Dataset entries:
===============
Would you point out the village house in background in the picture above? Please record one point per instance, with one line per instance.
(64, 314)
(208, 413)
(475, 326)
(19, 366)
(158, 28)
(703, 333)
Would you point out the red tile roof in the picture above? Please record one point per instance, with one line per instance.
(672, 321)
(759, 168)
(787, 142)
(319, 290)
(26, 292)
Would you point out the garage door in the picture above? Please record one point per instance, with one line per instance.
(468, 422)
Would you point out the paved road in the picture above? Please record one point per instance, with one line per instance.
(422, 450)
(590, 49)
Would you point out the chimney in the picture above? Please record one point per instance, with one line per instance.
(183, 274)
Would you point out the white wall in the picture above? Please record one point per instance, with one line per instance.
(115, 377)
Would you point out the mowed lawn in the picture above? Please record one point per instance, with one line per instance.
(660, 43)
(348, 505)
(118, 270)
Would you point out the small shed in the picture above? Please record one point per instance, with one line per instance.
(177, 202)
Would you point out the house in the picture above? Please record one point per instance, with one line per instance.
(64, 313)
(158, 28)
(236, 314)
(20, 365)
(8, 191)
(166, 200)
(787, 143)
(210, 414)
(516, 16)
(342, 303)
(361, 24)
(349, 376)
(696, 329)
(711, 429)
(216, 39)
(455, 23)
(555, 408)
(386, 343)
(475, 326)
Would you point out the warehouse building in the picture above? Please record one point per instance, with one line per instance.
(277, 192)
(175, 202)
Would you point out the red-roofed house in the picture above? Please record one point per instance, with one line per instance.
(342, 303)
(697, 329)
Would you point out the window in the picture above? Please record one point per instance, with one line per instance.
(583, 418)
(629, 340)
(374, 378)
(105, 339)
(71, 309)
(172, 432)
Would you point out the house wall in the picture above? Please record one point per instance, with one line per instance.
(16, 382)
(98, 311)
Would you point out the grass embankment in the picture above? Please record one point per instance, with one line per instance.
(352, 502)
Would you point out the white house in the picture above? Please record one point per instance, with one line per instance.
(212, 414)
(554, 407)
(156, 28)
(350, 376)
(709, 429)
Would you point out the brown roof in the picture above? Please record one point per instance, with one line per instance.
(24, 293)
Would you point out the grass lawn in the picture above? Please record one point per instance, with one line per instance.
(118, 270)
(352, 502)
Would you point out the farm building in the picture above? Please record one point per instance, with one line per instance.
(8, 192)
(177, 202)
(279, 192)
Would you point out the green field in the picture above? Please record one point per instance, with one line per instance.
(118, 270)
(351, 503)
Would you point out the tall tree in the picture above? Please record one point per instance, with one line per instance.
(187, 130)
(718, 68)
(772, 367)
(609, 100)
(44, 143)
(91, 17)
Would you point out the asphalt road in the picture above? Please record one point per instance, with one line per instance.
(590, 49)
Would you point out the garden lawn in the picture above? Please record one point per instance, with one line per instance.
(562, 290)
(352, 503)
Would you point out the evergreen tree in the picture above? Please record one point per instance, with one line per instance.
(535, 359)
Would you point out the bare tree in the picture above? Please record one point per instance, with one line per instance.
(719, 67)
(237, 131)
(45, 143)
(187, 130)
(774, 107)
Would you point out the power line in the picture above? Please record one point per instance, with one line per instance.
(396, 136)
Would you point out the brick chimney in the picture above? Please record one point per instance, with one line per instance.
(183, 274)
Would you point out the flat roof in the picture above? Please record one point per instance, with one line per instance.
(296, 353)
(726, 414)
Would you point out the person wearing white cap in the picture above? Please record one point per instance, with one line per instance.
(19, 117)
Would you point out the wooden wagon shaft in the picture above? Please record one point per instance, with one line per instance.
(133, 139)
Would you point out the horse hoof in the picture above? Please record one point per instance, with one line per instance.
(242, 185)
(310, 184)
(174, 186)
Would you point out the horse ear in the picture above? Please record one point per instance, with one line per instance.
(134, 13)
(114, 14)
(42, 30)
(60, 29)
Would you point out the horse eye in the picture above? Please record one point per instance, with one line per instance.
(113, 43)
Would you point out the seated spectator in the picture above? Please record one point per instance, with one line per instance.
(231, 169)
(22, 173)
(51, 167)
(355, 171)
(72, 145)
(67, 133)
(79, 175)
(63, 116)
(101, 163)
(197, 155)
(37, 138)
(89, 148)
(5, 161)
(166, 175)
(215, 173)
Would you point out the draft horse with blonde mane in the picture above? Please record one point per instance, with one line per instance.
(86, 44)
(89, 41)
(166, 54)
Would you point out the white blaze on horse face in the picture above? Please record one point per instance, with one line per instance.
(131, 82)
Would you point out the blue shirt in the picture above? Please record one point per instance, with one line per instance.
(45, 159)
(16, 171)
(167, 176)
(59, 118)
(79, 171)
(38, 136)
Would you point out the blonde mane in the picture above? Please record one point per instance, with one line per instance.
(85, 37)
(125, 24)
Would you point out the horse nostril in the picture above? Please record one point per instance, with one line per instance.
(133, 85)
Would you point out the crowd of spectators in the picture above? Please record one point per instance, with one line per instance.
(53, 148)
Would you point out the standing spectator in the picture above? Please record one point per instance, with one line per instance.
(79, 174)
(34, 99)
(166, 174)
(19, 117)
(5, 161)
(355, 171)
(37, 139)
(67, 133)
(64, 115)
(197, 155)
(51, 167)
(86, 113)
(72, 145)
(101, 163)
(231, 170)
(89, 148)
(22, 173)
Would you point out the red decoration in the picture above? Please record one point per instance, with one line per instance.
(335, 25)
===============
* Goal of the exercise: Using the listing above, please repeat every entry exactly.

* Correct result:
Would you point out the village house in background in the picture above? Please record one point per instance, with one line per instance.
(64, 314)
(208, 413)
(475, 326)
(19, 366)
(158, 28)
(703, 333)
Would you point out the red tile roof in the picture above? Please record one point per instance, with one line per instance.
(672, 321)
(759, 168)
(787, 142)
(319, 290)
(26, 292)
Would you point out the garage door in the picture above? Please record one point per instance, with one line per instance.
(468, 422)
Would you point out the paved road in the picture above? Please record one point per instance, with one line per instance.
(422, 450)
(590, 49)
Would you point out the chimney in the picture above? Please record one point per instance, with one line per instance.
(183, 274)
Would you point out the white wall in the picture above? Please record one point per instance, with one line per instance.
(115, 377)
Would you point out the mowed lawn in the picture above? Please record one point per instance, with one line per instance.
(660, 43)
(348, 505)
(118, 270)
Would you point out the small shed in the picture above? Please record one point per instance, with one line per instance.
(177, 202)
Would you point out the house in the picture above? Please record one point per instance, with one line per instance.
(64, 313)
(158, 28)
(236, 314)
(20, 365)
(8, 191)
(166, 200)
(787, 143)
(210, 414)
(516, 16)
(342, 303)
(361, 24)
(349, 376)
(696, 329)
(711, 429)
(216, 39)
(455, 23)
(555, 408)
(386, 343)
(475, 326)
Would you point out the warehouse building in the picture above? Please record one point per instance, with one line per instance.
(277, 192)
(175, 202)
Would you point out the red-roofed house in the picture above? Please record one point per instance, with one line per instance.
(342, 303)
(697, 329)
Would you point out the window in the picture above? Please record one point per instance, with one line per instance.
(583, 418)
(629, 340)
(374, 378)
(105, 339)
(71, 309)
(172, 432)
Would you point out the house wall in the picture above? Please record one point per instance, with one line per instance.
(16, 382)
(98, 311)
Would you point out the grass embankment in the picture above? Please record one point per instance, with one line per instance.
(352, 502)
Would you point out the white house in the picture above? Please record one point per instance, with one line per instance.
(212, 414)
(554, 407)
(156, 28)
(350, 376)
(709, 429)
Would you point out the brown roof in the picture above? Please record one point per instance, with one line per instance.
(24, 293)
Would you point out the grass lawn in the picture above? Please record one point per instance, with one line per instance.
(118, 270)
(352, 502)
Would you point out the farm building in the picture above? Please record one point per instance, with one line per instance.
(8, 192)
(177, 202)
(279, 192)
Would you point out the green field in the picture above? Please record one point per instance, with one line per instance.
(118, 270)
(351, 503)
Would you point out the tall tree in the picture above? Please record one point per instance, with one line per instance.
(187, 130)
(718, 68)
(772, 367)
(609, 100)
(44, 143)
(91, 17)
Would you point out the asphalt road in the picture above? Please record one point per instance, with one line per instance.
(590, 49)
Would you point out the garden lawn in the picture above? Please record one point per instance, with one line per instance.
(562, 290)
(352, 503)
Would you point out the evergreen tree in the picture above? Please record one point per instance, with one line per instance.
(535, 359)
Would you point out the bare tree in the picture above? Please record one point per instance, with one line per instance.
(719, 67)
(237, 131)
(45, 143)
(187, 130)
(774, 107)
Would you point out the power line in the picture above? Please record one point per instance, with one line per instance.
(396, 136)
Would you point out the brick chimney in the picture above? Please record one point per instance, with one line per instance.
(183, 274)
Would you point out the flat roof in the picture above? Please record one point per instance, with one line per instance.
(296, 353)
(726, 414)
Would you point out the person wearing white cap in the picture above? Please record one point per instance, with one line per instance.
(19, 117)
Would you point out the wooden wagon shaft in the picture above? Please record one point per instance, with one line per instance.
(133, 139)
Would you point out the horse hoof in the picture above? Please record one point per instance, with one line per instance.
(242, 185)
(310, 184)
(174, 186)
Would you point out the horse ear in the picture above? Please record one point per instance, with one line per instance.
(134, 13)
(114, 14)
(42, 30)
(60, 29)
Would you point out the horse eye in the picture above? Please record one point per instance, with one line per instance.
(113, 43)
Would you point out the seated spectator in the picture above? Please record one point per instance, with one line per instance.
(231, 169)
(22, 173)
(51, 167)
(355, 171)
(72, 145)
(67, 133)
(79, 175)
(63, 116)
(101, 163)
(197, 155)
(37, 138)
(89, 148)
(5, 161)
(166, 175)
(215, 173)
Would you point out the draft horse with blonde mane in the picture above? Please record one point per instance, with one line per instance.
(86, 44)
(89, 41)
(166, 54)
Would you point out the white blaze on horse face in the picture above? Please record one point per instance, with one line per instance.
(131, 82)
Would you point out the blue shirt in the picture above? Please record one point per instance, with one line per instance.
(45, 159)
(16, 171)
(167, 176)
(59, 118)
(79, 171)
(38, 136)
Would you point out the blonde mane in the picture above? Please record one point per instance, with one line per instance.
(85, 37)
(125, 24)
Would you point out the horse nostril in the picture above? Please record one point per instance, with one line per instance.
(133, 85)
Would you point out the crowd of spectators in the picture above? Please record one point per instance, with one line per instance.
(53, 148)
Would you point out the standing spectator in the picture above? Please record one point per instance, with one line per instance.
(79, 174)
(34, 99)
(166, 174)
(19, 117)
(5, 161)
(355, 171)
(37, 139)
(67, 133)
(64, 115)
(197, 155)
(51, 167)
(86, 113)
(72, 145)
(101, 163)
(231, 170)
(89, 148)
(22, 173)
Would you point out the red decoration in the picture above? Please record one point per instance, with one line per instance.
(335, 25)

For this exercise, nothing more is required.